# possible to setup a US bank account if you don't live in the US?



## T-BOT (Jul 24, 2006)

*Re: Moneybookers as a payment method....?*

curious!!!

is it possible to set up a business/bank account in the USA although you don't live there ?


----------



## kentphoto (Jan 16, 2006)

*Re: Moneybookers as a payment method....?*



T-BOT said:


> curious!!!
> 
> is it possible to set up a business/bank account in the USA although you don't live there ?


I've had this same question. I wanted an account to transfer paypal to/from. My only solution was to have my sister in Nevada to set it up for me, but now my shopping cart has changed in my favor (payment gateway stuff), so I don't have to bother. 

Still curious too though,


----------



## Rodney (Nov 3, 2004)

Doing a bit of searching here and there, it doesn't look like there is an easy way to do it (unless you have a corporation in the US).


----------



## Jasonda (Aug 16, 2006)

The Royal Bank of Canada offers US bank accounts.

U.S. Banking for Canadians - RBC Royal Bank


----------



## monkeylantern (Oct 16, 2005)

Is the HSBC in the US? They're pretty international, and I know you can set up cross country accounts (such as UK-Australia-Hong Kong-China etc)


----------



## Robin (Aug 28, 2006)

yes HSBC is in the u.s.


----------

■ **Written exercise A**:
Count how many lines of the records contain the string "cage", with case counting, and give only that number.
The records are unrelated to the forum thread above.

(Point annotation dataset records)
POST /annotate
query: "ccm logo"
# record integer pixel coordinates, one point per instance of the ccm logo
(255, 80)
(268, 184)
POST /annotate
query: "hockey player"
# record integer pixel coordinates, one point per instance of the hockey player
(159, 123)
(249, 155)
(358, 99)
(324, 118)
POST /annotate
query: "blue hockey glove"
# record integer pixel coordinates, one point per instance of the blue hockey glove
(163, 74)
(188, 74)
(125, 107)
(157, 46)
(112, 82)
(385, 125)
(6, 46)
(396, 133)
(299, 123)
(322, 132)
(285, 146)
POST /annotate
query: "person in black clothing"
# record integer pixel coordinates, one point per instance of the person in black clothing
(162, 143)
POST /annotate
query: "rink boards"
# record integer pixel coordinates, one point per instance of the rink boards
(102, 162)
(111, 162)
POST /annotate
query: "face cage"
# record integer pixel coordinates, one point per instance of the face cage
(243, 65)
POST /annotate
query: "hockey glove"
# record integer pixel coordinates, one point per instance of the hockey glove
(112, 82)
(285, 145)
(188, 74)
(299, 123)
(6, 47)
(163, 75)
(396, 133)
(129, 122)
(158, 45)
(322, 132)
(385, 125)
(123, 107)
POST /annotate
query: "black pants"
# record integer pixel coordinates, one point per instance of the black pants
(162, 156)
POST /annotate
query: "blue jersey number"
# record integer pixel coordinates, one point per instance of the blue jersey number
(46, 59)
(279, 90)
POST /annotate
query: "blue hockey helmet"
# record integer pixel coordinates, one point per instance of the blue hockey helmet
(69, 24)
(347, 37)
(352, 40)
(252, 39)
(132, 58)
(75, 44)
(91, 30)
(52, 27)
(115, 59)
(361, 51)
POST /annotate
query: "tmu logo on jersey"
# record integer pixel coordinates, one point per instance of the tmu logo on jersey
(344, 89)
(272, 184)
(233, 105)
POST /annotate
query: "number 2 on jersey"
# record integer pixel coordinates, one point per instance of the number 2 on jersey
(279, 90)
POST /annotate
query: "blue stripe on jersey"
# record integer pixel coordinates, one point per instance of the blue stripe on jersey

■ **Written exercise B**:
Copy the passage of the forum thread from "## monkeylantern (Oct" up to and including "(Aug 28, 2006)".

■ **Answer A**:
2

■ **Answer B**:
## monkeylantern (Oct 16, 2005)

Is the HSBC in the US? They're pretty international, and I know you can set up cross country accounts (such as UK-Australia-Hong Kong-China etc)


----------



## Robin (Aug 28, 2006)